• Exercise brief:
Reproduce exactly, and only, the lines below from the one containing "column 143, row 55" through the one containing "column 509, row 9".

__________________________________________________

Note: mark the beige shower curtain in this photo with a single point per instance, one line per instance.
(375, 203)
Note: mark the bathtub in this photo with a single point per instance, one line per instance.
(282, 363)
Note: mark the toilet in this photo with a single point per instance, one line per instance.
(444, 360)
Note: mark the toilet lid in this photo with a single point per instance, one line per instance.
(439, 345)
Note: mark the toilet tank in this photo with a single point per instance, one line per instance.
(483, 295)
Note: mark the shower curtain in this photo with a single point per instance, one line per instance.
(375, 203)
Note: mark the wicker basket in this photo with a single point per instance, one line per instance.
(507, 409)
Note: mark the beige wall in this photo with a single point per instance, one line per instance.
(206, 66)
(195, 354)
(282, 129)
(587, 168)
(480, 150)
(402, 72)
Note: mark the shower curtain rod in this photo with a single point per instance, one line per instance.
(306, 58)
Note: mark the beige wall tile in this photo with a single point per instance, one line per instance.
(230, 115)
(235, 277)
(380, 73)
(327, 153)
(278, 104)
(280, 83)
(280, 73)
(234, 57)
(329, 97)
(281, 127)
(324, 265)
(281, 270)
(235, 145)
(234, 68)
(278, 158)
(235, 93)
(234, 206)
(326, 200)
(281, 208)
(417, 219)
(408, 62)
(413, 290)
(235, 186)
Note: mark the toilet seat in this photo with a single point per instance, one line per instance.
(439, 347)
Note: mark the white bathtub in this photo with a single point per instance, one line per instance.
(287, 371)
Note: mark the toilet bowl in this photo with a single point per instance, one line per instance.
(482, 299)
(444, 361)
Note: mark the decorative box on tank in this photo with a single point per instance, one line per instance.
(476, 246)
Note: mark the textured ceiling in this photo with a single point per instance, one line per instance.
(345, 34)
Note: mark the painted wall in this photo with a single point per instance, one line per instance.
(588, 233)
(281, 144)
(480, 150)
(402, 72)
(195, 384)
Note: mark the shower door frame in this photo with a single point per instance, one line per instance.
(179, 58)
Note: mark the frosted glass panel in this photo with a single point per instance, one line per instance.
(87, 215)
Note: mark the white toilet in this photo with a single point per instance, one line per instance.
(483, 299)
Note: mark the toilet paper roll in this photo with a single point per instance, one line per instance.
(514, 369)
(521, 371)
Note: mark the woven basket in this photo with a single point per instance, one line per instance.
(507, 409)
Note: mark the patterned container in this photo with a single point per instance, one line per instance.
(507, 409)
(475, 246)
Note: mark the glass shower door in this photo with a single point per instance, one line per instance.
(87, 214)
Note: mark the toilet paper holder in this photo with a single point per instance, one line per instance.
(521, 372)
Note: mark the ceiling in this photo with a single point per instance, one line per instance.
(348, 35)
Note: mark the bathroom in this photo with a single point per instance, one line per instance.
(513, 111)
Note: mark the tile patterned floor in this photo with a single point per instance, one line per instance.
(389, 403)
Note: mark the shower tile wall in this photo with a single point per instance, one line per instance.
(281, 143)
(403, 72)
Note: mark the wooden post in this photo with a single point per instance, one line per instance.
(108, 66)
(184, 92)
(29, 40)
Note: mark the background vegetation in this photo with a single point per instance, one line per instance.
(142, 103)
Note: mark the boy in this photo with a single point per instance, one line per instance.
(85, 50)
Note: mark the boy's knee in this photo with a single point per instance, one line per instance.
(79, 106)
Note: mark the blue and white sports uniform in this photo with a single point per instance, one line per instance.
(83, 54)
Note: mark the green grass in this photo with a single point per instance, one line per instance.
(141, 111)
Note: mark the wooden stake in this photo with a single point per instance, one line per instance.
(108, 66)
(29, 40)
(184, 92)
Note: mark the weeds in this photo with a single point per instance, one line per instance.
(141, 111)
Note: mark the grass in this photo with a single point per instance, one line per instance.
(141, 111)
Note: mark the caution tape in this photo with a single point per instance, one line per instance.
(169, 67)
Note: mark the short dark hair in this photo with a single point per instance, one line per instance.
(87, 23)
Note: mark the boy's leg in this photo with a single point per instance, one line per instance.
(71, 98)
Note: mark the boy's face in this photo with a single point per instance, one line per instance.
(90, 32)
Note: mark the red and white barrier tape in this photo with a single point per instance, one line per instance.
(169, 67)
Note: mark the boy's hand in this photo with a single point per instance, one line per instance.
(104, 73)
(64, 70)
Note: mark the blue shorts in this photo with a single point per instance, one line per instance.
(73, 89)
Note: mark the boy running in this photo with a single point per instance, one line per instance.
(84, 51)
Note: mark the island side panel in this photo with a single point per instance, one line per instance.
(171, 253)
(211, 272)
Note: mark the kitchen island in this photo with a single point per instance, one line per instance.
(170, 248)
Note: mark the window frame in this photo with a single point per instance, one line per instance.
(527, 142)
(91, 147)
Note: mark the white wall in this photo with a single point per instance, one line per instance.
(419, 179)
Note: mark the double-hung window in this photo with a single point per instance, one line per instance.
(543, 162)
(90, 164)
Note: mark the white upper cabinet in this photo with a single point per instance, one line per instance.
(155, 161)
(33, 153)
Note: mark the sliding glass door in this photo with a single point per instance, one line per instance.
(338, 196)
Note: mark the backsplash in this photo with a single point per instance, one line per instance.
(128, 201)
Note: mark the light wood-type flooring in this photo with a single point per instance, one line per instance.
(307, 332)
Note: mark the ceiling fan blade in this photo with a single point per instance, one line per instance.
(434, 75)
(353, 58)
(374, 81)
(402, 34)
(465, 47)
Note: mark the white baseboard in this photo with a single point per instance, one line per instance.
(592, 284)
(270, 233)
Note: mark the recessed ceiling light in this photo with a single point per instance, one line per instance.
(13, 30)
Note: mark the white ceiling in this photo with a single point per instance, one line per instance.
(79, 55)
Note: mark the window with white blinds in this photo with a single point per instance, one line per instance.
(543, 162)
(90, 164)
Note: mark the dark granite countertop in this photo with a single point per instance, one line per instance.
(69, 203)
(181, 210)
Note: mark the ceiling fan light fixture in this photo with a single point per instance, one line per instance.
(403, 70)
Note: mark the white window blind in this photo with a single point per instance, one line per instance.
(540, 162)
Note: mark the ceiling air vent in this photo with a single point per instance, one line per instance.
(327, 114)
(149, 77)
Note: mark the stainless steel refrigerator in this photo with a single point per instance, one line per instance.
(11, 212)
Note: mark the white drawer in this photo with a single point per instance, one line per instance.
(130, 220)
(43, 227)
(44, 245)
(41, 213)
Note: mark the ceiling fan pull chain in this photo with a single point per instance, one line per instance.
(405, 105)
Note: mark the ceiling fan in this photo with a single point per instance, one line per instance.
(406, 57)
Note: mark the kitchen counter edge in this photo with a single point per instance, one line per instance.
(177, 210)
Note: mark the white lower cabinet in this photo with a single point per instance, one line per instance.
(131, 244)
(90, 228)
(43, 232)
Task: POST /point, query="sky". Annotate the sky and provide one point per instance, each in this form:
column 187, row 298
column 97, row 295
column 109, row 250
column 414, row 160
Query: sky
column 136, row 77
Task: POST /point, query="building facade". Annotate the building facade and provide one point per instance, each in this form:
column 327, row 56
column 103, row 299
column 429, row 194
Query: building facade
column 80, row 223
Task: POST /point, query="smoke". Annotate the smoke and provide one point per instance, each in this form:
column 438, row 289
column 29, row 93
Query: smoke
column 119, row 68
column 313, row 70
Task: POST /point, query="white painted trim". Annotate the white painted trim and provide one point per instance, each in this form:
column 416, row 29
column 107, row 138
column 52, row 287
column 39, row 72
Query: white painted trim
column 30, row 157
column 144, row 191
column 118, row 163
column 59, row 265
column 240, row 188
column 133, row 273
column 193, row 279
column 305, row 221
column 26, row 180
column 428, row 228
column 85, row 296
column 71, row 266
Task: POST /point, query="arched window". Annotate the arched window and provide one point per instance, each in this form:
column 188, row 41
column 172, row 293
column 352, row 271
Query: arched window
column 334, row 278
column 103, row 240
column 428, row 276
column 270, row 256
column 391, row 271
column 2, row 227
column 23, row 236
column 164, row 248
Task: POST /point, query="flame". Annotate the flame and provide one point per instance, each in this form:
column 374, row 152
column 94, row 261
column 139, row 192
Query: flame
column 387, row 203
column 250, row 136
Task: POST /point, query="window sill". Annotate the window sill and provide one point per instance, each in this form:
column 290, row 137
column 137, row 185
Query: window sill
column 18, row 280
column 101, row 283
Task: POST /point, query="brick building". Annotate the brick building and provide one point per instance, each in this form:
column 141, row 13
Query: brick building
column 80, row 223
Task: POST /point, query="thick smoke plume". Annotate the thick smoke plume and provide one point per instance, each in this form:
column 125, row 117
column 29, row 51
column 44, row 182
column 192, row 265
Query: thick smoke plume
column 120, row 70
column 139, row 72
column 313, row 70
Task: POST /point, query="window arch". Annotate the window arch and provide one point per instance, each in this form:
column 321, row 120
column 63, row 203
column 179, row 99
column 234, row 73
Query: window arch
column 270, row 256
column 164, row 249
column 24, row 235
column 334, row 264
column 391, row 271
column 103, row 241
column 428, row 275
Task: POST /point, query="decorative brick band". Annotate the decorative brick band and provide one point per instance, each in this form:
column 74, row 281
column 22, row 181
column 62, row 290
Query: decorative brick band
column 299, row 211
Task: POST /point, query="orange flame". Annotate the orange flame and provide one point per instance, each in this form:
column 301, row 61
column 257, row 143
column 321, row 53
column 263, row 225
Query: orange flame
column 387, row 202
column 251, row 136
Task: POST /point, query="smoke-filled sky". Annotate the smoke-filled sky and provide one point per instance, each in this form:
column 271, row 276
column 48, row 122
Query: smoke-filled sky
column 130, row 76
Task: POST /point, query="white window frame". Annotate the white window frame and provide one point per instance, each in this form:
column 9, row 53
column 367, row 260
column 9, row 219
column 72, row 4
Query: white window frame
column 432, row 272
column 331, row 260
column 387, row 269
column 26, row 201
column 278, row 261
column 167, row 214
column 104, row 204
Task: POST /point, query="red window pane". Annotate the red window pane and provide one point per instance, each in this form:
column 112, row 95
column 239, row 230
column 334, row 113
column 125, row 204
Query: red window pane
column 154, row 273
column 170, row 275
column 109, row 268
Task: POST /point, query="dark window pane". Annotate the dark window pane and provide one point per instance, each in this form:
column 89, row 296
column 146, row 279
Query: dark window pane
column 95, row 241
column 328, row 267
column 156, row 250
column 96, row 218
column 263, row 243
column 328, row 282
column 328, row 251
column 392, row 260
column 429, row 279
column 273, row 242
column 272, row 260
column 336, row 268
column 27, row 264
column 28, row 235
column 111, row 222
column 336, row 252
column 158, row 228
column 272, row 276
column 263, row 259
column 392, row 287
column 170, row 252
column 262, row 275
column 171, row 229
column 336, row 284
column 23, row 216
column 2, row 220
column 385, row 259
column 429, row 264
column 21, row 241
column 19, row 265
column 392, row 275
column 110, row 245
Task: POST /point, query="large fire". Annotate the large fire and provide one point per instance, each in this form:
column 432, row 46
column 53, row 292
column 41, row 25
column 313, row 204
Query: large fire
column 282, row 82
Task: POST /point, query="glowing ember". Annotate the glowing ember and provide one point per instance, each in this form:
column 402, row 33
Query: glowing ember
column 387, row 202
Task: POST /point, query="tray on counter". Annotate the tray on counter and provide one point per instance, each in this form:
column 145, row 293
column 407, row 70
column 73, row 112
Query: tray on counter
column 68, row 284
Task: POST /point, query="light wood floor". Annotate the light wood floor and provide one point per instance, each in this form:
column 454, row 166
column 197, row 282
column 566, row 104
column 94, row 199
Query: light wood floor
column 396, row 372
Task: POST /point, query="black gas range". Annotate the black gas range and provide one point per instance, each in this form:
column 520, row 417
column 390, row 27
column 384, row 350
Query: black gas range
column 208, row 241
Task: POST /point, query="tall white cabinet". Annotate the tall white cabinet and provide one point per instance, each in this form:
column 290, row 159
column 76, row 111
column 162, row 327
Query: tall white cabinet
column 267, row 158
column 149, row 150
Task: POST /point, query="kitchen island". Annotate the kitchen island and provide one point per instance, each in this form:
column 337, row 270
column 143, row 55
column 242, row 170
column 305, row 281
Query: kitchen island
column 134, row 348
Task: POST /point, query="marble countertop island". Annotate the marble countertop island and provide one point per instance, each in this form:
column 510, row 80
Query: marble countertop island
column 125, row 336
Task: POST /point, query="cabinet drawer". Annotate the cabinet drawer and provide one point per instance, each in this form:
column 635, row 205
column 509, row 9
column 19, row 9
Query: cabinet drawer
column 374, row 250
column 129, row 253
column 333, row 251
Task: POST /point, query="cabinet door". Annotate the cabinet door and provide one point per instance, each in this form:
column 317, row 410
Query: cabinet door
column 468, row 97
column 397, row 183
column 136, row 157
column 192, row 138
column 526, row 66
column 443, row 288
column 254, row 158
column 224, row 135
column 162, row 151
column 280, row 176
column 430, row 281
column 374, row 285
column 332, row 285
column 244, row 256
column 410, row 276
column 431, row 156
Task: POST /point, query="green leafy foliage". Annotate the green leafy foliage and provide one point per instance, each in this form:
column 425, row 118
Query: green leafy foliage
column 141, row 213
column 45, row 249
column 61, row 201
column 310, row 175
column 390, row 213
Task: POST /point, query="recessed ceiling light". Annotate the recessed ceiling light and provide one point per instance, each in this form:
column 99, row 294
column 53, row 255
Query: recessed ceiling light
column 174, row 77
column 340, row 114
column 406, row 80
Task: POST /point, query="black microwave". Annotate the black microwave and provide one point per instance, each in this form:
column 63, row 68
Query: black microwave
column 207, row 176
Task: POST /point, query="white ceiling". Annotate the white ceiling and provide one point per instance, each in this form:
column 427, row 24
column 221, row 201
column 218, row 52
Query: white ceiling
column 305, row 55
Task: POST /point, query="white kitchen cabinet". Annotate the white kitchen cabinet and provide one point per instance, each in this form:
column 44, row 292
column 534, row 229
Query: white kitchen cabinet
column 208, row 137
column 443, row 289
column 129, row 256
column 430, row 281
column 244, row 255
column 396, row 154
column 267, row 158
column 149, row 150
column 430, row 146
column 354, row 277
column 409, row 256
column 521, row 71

__________________________________________________

• Expected answer:
column 143, row 55
column 242, row 170
column 305, row 281
Query: kitchen island
column 134, row 348
Task: POST /point, query="marble countertop island". Annotate the marble countertop island and provide one point per instance, each in this form:
column 510, row 80
Query: marble countertop island
column 125, row 336
Task: POST /point, query="cabinet drawer". Annotate the cabinet drawer and provide one point per instance, each in this form:
column 635, row 205
column 509, row 9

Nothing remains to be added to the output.